::: TASK INPUTS
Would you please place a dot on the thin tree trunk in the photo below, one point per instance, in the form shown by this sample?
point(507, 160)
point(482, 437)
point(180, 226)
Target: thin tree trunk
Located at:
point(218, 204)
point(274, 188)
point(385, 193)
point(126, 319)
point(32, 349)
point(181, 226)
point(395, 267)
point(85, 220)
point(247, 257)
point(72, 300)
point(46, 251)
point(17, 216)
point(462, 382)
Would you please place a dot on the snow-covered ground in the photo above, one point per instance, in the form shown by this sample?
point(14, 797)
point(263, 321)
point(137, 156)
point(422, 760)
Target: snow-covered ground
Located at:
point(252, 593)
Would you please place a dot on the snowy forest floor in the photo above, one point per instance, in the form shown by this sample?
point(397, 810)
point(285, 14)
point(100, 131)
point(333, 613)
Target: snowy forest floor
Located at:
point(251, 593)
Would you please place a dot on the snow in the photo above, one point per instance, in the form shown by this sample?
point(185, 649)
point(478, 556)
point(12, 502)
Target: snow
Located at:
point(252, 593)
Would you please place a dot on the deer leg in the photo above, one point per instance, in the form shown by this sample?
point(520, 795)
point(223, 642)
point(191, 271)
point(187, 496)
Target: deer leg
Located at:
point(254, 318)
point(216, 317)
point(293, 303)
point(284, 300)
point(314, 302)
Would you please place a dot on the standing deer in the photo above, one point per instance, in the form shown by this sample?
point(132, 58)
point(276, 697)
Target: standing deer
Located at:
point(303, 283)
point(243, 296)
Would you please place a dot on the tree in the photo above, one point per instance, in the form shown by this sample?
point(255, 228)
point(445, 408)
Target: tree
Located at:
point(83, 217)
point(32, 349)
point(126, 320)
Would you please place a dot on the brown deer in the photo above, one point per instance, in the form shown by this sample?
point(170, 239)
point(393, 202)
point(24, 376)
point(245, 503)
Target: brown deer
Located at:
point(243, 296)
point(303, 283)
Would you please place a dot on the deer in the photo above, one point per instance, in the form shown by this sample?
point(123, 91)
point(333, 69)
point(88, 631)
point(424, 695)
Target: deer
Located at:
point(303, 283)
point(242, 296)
::::::
== WHAT IS EXPECTED ==
Reproduce all of the data above, swapping "Located at" for "Found at" at every occurrence and keeping everything else unchanged.

== PROBLEM SOLUTION ==
Would you please place a dot on the thin tree trunk in the photo below, one point per instance, in the form shown by this sample?
point(507, 160)
point(482, 437)
point(180, 226)
Target: thin tree trunk
Found at:
point(218, 204)
point(274, 188)
point(385, 193)
point(126, 319)
point(32, 349)
point(181, 226)
point(395, 267)
point(85, 220)
point(247, 257)
point(72, 300)
point(46, 251)
point(17, 216)
point(462, 382)
Would you please place a dot on the snow-covered ground in the photo above, one point per instance, in the form shown by this sample?
point(14, 797)
point(263, 321)
point(137, 156)
point(422, 760)
Target: snow-covered ground
Found at:
point(252, 593)
Would you please place a dot on the snowy forest floor in the photo above, one point per instance, in the form shown by this sample?
point(397, 810)
point(285, 14)
point(100, 131)
point(333, 613)
Target: snowy forest floor
Found at:
point(251, 593)
Would you please place a dot on the snow in the photo above, one point per instance, in the form shown by this sample?
point(185, 649)
point(478, 556)
point(12, 502)
Target: snow
Found at:
point(252, 593)
Would you please place a dot on the deer leg in the photo above, one point per instance, in the form shown by this sample?
point(520, 795)
point(223, 642)
point(191, 271)
point(187, 496)
Target: deer leg
Found at:
point(254, 318)
point(216, 317)
point(293, 303)
point(284, 300)
point(314, 302)
Would you please place a dot on the standing deer in the photo above, one point per instance, in the form shown by this sample?
point(132, 58)
point(276, 697)
Target: standing deer
Found at:
point(303, 283)
point(243, 296)
Would you please place a dot on the tree in the photo above, one point per instance, in the form shown by this sample?
point(255, 228)
point(445, 408)
Target: tree
Found at:
point(83, 217)
point(32, 349)
point(126, 320)
Would you please place a dot on the brown deer in the photo above, one point per instance, in the form shown by this sample?
point(170, 239)
point(393, 202)
point(24, 376)
point(245, 503)
Target: brown deer
Found at:
point(243, 296)
point(303, 283)
Would you please place a dot on the deer in the photo above, one point per instance, in the form shown by this sample?
point(123, 91)
point(333, 69)
point(88, 631)
point(424, 695)
Target: deer
Found at:
point(303, 283)
point(242, 296)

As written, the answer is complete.